▶ [EXERCISE INSTRUCTIONS]:
a) Using the essay below on researching a WWII novel, answer these:
(i) Whom did Kathleen Kennedy marry?
(ii) What is the protagonist's name, and whose daughter is she?
(iii) Where is Kathleen Kennedy's grave?
b) Extend the essay about researching a WWII romance novel, picking up after its final sentence.

▶ [DOCUMENT SECTION]:
=====
Writing an historical novel requires extensive research. At times I went to distant and unfamiliar places in order to immerse myself in the era and the setting of my story’s world. On repeated trips to England with my British born husband, I combined visiting family there with more research for my novel in progress. I visited living museums throughout England where people went about their tasks in clothing that would’ve been worn during the 1940’s. The guides were always helpful and eager to share what they’d learned. I entered an actual air raid shelter, spent hours in a war museum, toured an aerodrome and the Churchill War Rooms in London. I also interviewed veterans of WWII in both the UK and US.
The opening for my WWII inspirational romance, When Valleys Bloom Again, was conceived after reading a biography on the life of Kathleen Kennedy, daughter of Joseph P. Kennedy, the United States Ambassador to the United Kingdom. He and his family were living in London when Britain declared war. Kathleen Kennedy’s story intrigued me. She was forced by her father to return to the US for her safety. Kathleen had made many friends while living in London and was determined to return some day. She eventually did go back, served in the British Red Cross, and married William Cavendish who was in line to become the next Duke of Devonshire. Sadly, he died in battle a few months after their marriage.
I based my protagonist, Abby Stapleton, loosely on Kathleen Kennedy’s situation at the outbreak of war in 1939. Abby is the American-born daughter of a British diplomat. Her father sends her back to the US to escape impending war. She too vows to return to London.

Fortunately for me I enjoyed doing the research for When Valleys Bloom Again and became especially excited whenever I uncover an extra special tidbit of information.

On one of my return trips to Chatsworth House, the home of the present Duke and Duchess of Devonshire, I learned from a tour guide there that in 1963 President John Kennedy had visited his sister Kathleen’s grave while on his way home from a trip to Ireland, only six months before his assassination. He and his sister had been very close throughout her life. I found the grave of Kathleen Kennedy in St. Peter’s Churchyard, not far from Chatsworth House. She too had died tragically shortly after peace was declared. Standing before Kathleen’s grave, I could only imagine the sorrow President Kennedy felt.
=====
Point-based annotation data:
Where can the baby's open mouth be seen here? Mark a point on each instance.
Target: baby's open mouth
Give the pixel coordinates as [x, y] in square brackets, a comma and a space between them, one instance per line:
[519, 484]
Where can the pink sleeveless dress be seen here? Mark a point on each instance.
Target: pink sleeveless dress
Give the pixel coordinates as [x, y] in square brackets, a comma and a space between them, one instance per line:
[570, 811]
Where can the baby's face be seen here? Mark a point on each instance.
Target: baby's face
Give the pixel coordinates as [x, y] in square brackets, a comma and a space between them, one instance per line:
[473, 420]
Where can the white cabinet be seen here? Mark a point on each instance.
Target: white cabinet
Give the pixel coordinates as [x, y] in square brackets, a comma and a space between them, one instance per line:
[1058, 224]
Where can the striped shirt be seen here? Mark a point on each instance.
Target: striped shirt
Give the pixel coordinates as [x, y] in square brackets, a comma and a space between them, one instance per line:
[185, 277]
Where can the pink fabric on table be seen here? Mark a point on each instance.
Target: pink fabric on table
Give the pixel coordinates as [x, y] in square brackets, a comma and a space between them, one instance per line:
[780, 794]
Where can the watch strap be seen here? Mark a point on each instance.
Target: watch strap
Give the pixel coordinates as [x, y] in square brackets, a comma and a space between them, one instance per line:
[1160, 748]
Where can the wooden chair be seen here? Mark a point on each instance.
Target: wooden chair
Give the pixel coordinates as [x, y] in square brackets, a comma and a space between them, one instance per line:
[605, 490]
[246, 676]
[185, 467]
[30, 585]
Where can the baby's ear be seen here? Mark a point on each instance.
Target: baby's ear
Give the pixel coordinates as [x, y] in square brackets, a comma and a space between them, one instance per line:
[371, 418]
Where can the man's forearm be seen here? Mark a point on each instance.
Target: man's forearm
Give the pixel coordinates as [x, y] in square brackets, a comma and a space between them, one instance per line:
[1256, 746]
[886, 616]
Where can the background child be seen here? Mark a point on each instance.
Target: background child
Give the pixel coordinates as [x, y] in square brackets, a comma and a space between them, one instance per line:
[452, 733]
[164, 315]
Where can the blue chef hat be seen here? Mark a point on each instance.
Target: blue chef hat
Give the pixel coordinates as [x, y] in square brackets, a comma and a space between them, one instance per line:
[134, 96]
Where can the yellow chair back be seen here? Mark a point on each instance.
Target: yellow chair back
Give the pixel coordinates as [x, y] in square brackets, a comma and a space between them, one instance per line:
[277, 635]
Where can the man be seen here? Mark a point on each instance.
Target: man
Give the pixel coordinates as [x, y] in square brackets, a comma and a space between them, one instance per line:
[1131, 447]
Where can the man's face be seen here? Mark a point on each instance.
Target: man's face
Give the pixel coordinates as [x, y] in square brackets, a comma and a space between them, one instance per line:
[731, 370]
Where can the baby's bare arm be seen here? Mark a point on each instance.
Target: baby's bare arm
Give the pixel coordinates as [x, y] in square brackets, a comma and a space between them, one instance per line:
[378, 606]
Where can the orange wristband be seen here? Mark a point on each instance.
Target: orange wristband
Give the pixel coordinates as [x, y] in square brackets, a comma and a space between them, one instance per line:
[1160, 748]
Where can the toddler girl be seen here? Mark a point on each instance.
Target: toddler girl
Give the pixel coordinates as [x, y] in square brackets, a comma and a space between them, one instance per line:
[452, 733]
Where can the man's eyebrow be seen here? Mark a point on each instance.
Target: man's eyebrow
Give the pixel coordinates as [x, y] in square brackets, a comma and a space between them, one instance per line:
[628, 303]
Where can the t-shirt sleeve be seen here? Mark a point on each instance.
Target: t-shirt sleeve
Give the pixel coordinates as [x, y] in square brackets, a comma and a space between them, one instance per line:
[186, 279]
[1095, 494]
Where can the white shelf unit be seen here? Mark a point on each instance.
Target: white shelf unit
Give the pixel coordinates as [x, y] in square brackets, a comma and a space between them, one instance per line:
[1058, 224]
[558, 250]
=====
▶ [RESPONSES]:
a)
(i) William Cavendish, who was in line to become the next Duke of Devonshire.
(ii) Abby Stapleton, the American-born daughter of a British diplomat.
(iii) In St. Peter's Churchyard, not far from Chatsworth House.

b)
On another research trip in the north of England, I went into the largest purpose-built civilian air raid shelter in England extended to accommodate 6,500 people during the Second World War. The Stockport Air Raid Shelter is a network of underground tunnels, a mile long, carved out of the sandstone hills on which the city stands that provided not only protection but a way of life for families. This underground world still intact today as it was during the war years gave me an opportunity to learn about the raw realities of life during the Blitz. I came away with a deep appreciation for those who struggled to survive with only the basic amenities in such depressing and stressful surroundings and admiration for my husband’s family who lived through those long years of war.

Chapter 13 
Spring 1942
The train station teemed with soldiers and their sweethearts by the time Jim and Abby arrived. Her heart sank like lead under the weight of all the other goodbyes on the platform.
Jim drew her near. “I can see your aunt’s ballroom full of soldiers for one of her events. I’m jealous already.”
Abby tightened her grip around his waist. “Can’t foresee any competition.”
He stroked her cheek. “Just don’t let them hear you sing, and don’t smile too much.”
They went over the footbridge to the quieter side of the platform, keeping an ear out for the announcement of departure. She reached into her purse and handed him a small tinted photograph of them on her graduation day.
Jim broke the silence. “This is more painful than in January when I left for training.”
She nodded, the specter of separation hovering over them threatened to drain away the joy of the past ten days.
The train whistle blew and she jumped, legs trembling. She’d hoped to be prepared for their parting. But she wasn’t. She hated the Japanese for taking Jim away from her.
He snatched up his duffel bag and with his free arm grasped her hand. As they clattered up the metal steps and along the steel-walled gangway over the tracks, their footsteps echoed. Abby shrank from the cold, hard noise. A cloud of steam rose up and engulfed Jim. She tried to drag him back. He pressed on, pulling her behind him, his head turned away, as if heedless of the silent shriek inside her—please don’t go!
They stood together beside the train. “I wish you didn’t ha-ha-have to go,” she said, clasping his hand to the side of her face. Setting his cap straight, she stepped back and flashed a mock salute, determined to be strong for the sake of others here, all brought together by the sorrow of parting—but especially for Jim.
A tight, desperate embrace and a last kiss before Jim hopped onto the bottom rung. The conductor made an inspection of the platform before giving the “All Aboard.” Abby gripped Jim’s arm. Clutching his hand, she ran alongside the rolling train—taking him hundreds of miles away—until she fell behind and had to let go.
The train wiggled out and away from the platform. Long after it had shrunk to a pale silver dot on the blank horizon, Abby stared down the track, hollow inside and unable to will herself away. The crowd dissolved into its melancholy components, and she flowed out with them to the exit.
On her return home, she pulled the drapes across the window before dusk set in, then curled up in a chair, arms wrapped tight around the cushion. Had they made the right decision to wait until after the war to get married? Many of her former classmates were making wedding plans even now. Long after the first owl announced its presence and the chill of night settled in her body, Abby sat there. Not until the egg-yellow light of a new dawn filtered through the window shutters did she fall asleep.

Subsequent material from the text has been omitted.